■ Problem requirements
Output the entries below so that they read exactly as they do now.

■ Supplied data
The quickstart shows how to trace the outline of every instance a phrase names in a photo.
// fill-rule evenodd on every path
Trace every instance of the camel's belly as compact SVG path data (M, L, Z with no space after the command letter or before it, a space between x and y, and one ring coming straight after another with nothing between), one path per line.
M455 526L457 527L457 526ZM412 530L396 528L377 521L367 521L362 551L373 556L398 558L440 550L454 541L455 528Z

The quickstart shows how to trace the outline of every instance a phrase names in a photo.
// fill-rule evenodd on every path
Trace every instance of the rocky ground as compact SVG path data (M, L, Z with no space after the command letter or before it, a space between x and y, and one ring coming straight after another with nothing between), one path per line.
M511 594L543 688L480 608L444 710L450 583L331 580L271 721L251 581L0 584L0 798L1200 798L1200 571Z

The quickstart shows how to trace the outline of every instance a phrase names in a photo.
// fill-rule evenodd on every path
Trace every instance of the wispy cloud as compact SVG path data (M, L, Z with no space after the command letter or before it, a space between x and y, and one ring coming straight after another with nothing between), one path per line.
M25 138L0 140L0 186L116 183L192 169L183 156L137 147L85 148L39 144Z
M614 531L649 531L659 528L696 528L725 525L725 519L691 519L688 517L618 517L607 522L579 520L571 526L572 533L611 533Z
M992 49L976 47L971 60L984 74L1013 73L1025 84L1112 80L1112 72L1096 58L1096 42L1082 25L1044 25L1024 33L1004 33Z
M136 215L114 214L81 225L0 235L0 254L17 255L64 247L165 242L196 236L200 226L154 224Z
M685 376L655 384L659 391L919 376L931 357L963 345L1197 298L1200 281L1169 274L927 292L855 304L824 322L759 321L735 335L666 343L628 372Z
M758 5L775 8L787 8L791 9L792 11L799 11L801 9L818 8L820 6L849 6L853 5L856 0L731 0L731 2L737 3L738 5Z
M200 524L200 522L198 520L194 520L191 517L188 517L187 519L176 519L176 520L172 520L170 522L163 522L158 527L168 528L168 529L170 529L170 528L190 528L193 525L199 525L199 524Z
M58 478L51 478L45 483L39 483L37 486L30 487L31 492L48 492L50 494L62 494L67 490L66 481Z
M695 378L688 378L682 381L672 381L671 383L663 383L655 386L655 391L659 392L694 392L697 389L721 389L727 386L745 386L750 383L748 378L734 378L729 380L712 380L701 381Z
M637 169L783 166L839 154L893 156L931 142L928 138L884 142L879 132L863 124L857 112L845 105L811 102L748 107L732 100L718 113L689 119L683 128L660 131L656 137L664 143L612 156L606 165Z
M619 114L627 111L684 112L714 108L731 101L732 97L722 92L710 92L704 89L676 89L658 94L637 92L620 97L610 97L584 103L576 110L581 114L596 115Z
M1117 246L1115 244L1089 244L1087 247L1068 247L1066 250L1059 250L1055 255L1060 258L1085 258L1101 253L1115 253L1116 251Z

■ Result of this exercise
The quickstart shows how to trace the outline of every instance a phrase names in a photo.
// fill-rule evenodd on every path
Trace every instance of the camel's belly as compact SVG path data (M, L, Z with no space after the command letter or before it, a space between x and y, and one ring coming straight after another with nothing between), one path per line.
M455 526L457 527L457 526ZM412 530L396 528L377 521L367 521L362 551L373 556L398 558L440 550L454 541L455 528Z

The quickstart shows how to trace the outline of every instance a phrase names in a photo.
// fill-rule evenodd on every path
Trace every instance of the rocky ground as compact SVG path data (M, L, Z with no space after the command letter or before it, a space between x and y, and one ring coming straight after another with nothing between), one path per line.
M511 594L543 688L480 608L444 710L450 583L331 580L271 721L251 581L0 584L0 798L1200 798L1200 571Z

The quickstart shows how to trace the outline of every instance a phrase names in a photo.
// fill-rule evenodd on every path
Trace every instance of the wispy cloud as compact SVG path data (M, L, Z with no space after the command letter or before it, a space between x and y, and one ring coming straight after another with nothing between), one path per line.
M25 138L0 140L0 186L116 183L192 169L183 156L137 147L85 148L39 144Z
M614 531L649 531L659 528L696 528L725 525L725 519L691 519L688 517L618 517L607 522L579 520L571 526L572 533L611 533Z
M992 49L976 47L971 60L984 74L1013 73L1025 84L1112 80L1112 72L1096 58L1096 42L1082 25L1044 25L1024 33L1004 33Z
M136 215L114 214L81 225L0 235L0 254L17 255L64 247L165 242L196 236L200 226L154 224Z
M685 376L655 384L659 391L919 376L931 357L963 345L1197 298L1200 281L1169 274L927 292L855 304L824 322L759 321L735 335L666 343L628 372Z
M758 5L775 8L787 8L791 9L792 11L799 11L801 9L818 8L820 6L849 6L853 5L856 0L731 0L731 2L737 3L738 5Z
M200 524L200 522L198 520L194 520L191 517L188 517L187 519L176 519L176 520L172 520L170 522L163 522L158 527L168 528L168 529L170 529L170 528L190 528L193 525L199 525L199 524Z
M58 478L51 478L45 483L39 483L37 486L30 487L31 492L48 492L50 494L62 494L67 490L66 481Z
M695 378L688 378L682 381L672 381L671 383L663 383L655 386L655 391L659 392L694 392L697 389L721 389L727 386L745 386L750 383L748 378L734 378L729 380L712 380L701 381Z
M637 169L783 166L839 154L893 156L931 142L928 138L884 142L879 132L863 124L857 112L845 105L811 102L748 107L732 100L718 113L689 119L683 128L660 131L656 137L664 143L612 156L606 165Z
M619 114L627 111L684 112L714 108L731 101L732 97L722 92L710 92L704 89L676 89L658 94L637 92L620 97L610 97L584 103L576 110L581 114L596 115Z
M1117 246L1115 244L1089 244L1087 247L1068 247L1066 250L1059 250L1055 255L1060 258L1085 258L1101 253L1115 253L1116 251Z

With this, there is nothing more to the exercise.